Text excerpt:

Electricity should be cheap in Australia but is most expensive so Anything can be mismanaged

When the eastern states’ National Electricity Market was formed in the late 1990s, Australia had the lowest retail prices in the world along with the United States and Canada. South Australian households are now paying the highest prices in the world at 47.13¢ per kilowatt hour, more than Germany, Denmark and Italy which heavily tax energy, after the huge increases on July 1.

In July, the Elon Musk agreed to build the world’s largest lithium ion battery in order to secure South Australia’s power supply in the wake of a statewide blackout. In an interview on Channel 9’s 60 Minutes last night, Mr Musk said he was unaware of the politically-charged conflict and bickering between the states and the Commonwealth over Australia’s future energy sources and power costs that he was now caught in the middle of.

The pricing plans are complicated and there is little competition from the few suppliers. There was also the elimination of coal and other powerplants before the adequate renewables were in place.

25 thoughts on “Electricity should be cheap in Australia but is most expensive so Anything can be mismanaged”

  1. But what does “mismanaged” mean. It is not that anything can be mismanaged, it is the system that allows such kind of mismanagement. A vague term like this can obscure the root cause of the problem. And is political. It’s neoliberalism at its highest

  2. The reasons for high prices in Australia are outlined clearly in a specific report by the Australian Competition and Consumer Commission. The findings are summarised here:


    Most of the increased costs are due to “gold plated” networks while environmental schemes only contributed to 7% of the high price.

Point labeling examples
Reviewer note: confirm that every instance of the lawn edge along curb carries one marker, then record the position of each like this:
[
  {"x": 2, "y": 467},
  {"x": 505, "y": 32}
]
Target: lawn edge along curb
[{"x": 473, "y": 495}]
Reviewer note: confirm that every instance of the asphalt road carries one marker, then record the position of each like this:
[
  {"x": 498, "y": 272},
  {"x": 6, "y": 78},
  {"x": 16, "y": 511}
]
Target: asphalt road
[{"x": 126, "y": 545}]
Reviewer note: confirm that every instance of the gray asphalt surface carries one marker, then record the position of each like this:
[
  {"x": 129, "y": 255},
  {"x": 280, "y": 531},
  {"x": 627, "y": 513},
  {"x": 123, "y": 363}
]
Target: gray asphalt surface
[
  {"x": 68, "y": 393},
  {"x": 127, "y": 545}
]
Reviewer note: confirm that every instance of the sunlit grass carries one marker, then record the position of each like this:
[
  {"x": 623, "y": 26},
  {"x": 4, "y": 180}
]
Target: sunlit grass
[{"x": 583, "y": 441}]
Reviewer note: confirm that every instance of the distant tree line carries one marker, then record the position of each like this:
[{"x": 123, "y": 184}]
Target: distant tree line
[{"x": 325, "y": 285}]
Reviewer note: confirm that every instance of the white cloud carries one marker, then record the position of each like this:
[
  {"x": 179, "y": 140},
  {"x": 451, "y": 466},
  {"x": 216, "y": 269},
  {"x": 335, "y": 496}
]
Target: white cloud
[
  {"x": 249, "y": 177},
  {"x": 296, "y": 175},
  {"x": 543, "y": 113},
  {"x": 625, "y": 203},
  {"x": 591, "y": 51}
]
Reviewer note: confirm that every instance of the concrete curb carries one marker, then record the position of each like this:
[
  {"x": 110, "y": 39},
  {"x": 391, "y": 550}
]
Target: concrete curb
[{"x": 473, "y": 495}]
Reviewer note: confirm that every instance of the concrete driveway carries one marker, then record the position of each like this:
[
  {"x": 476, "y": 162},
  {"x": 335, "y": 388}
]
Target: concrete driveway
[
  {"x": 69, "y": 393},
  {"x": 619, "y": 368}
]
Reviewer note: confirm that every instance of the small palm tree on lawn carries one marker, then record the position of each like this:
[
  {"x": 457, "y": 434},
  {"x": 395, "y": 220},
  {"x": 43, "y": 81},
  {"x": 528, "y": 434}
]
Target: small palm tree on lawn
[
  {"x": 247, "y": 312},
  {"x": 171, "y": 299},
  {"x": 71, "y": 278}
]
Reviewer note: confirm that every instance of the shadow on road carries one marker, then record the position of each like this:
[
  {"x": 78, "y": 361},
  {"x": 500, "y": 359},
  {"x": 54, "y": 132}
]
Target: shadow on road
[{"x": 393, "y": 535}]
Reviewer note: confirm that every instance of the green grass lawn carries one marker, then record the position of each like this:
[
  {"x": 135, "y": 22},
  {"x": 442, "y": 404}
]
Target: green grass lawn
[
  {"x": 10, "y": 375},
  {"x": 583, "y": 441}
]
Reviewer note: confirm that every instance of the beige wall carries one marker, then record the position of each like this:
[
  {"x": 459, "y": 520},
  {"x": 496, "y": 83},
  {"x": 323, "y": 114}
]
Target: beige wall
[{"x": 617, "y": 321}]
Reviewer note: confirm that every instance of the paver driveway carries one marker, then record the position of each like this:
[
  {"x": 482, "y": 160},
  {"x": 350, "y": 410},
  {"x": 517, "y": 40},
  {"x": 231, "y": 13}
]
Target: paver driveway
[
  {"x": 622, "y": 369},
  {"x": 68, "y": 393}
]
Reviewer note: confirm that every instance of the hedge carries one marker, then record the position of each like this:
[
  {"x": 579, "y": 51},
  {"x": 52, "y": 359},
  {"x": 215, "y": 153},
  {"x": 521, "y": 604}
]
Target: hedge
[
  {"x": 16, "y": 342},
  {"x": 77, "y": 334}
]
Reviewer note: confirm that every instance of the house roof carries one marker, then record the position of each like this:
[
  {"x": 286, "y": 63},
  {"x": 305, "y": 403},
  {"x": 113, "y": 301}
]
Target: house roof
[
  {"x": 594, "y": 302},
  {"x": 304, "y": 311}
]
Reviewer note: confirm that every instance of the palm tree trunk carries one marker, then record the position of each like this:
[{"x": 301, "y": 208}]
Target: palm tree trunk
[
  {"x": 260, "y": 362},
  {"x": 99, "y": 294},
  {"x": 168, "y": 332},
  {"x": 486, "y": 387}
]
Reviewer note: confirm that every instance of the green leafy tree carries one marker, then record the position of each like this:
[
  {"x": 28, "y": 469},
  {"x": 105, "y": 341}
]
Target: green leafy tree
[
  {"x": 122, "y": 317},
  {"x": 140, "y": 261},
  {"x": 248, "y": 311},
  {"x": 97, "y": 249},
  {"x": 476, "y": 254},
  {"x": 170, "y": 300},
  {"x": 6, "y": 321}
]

Written exercise 1: List every country named in the Australian electricity article.
Written exercise 2:
Answer these from the Australian electricity article:
(a) What price per kilowatt hour are South Australian households paying?
(b) On which television program did Mr Musk give the interview mentioned?
(c) According to the second comment, what percentage of the high price came from environmental schemes?
Written exercise 3: Translate this sentence from the Australian electricity article into Spanish: "The pricing plans are complicated and there is little competition from the few suppliers."

Output 1: Australia, United States, Canada, Germany, Denmark, Italy

Output 2:
(a) 47.13¢ per kilowatt hour
(b) Channel 9's 60 Minutes
(c) 7%

Output 3: Los planes de precios son complicados y hay poca competencia por parte de los pocos proveedores.